“Cancers are characterized not only by major changes in their genomes, but also by profound shifts in how they take up and utilize nutrients to propel rapid tumor growth,” said senior author Paul S. Mischel, MD, professor in the UC San Diego School of Medicine Department of Pathology and Ludwig member. “How do these diverse aspects fit together and can they be taken advantage of, for the benefit of patients?”
In the new study, conducted in collaboration with Benjamin Cravatt, PhD, professor at Scripps Research, and led by first author Junfeng Bi, PhD, in Mischel’s lab, researchers identified an enzyme called LPCAT1, whose levels increase in cancer and which plays a key role in tumor growth by changing the phospholipid composition of the cancer cells’ plasma membrane, allowing amplified and mutated growth factor signals to spur tumor growth.
Without LPCAT1, tumors cannot survive. When researchers genetically depleted LPCAT1 in multiple types of cancer in mice, including highly lethal glioblastomas (brain) and an aggressive lung cancer, malignancies shrank dramatically and survival times improved.
The results, wrote the authors, demonstrate that LPCAT1 is an important enzyme that becomes dysregulated in cancer, linking common genetic alterations in tumors with changes in their metabolism to drive aggressive tumor growth.”

Dataset entries:
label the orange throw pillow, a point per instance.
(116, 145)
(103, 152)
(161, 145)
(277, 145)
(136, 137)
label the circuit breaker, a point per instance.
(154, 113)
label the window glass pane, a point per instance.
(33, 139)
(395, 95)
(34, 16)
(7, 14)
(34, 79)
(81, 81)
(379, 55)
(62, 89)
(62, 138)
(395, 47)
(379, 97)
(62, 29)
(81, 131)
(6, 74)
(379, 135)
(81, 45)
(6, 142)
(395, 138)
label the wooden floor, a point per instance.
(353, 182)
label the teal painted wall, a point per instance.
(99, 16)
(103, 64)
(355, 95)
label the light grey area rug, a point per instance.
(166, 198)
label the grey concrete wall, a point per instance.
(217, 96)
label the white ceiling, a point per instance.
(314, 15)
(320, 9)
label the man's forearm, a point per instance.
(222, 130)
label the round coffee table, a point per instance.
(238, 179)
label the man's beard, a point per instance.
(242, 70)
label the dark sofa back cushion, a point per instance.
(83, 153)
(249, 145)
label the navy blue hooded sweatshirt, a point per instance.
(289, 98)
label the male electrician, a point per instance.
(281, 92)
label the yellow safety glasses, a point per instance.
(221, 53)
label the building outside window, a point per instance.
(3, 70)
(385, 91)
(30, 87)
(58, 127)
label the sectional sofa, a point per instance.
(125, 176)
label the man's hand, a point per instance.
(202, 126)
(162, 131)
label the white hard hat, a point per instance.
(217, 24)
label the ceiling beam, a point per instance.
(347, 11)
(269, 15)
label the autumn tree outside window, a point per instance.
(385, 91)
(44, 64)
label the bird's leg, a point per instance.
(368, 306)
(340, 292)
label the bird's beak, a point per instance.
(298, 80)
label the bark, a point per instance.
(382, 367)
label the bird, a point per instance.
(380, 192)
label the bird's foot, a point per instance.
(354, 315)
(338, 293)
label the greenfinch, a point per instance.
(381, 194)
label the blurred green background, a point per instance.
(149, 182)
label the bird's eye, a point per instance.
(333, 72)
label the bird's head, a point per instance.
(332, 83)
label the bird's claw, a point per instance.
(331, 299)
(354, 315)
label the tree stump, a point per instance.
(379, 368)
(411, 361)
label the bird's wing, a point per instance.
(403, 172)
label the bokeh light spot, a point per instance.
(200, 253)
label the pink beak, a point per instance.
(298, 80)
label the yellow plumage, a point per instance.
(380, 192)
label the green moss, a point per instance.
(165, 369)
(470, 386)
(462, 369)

Task details
Reproduce word for word the portion of the LPCAT1 passage above that begins with the words containing "Without LPCAT1, tumors" and ends with "survival times improved.".

Solution
Without LPCAT1, tumors cannot survive. When researchers genetically depleted LPCAT1 in multiple types of cancer in mice, including highly lethal glioblastomas (brain) and an aggressive lung cancer, malignancies shrank dramatically and survival times improved.